Given task:
Please put the entries below into a two-column CSV headed entry_text and answer, one row per entry. Wrap each value in double quotes and replace any line breaks with spaces.

Raw records:

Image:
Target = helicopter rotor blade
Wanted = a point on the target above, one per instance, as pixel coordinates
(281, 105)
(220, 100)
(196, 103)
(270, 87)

Right answer:
entry_text,answer
"Image: Target = helicopter rotor blade Wanted = a point on the target above, one per instance, as pixel coordinates","(281, 105) (220, 100) (196, 103) (270, 87)"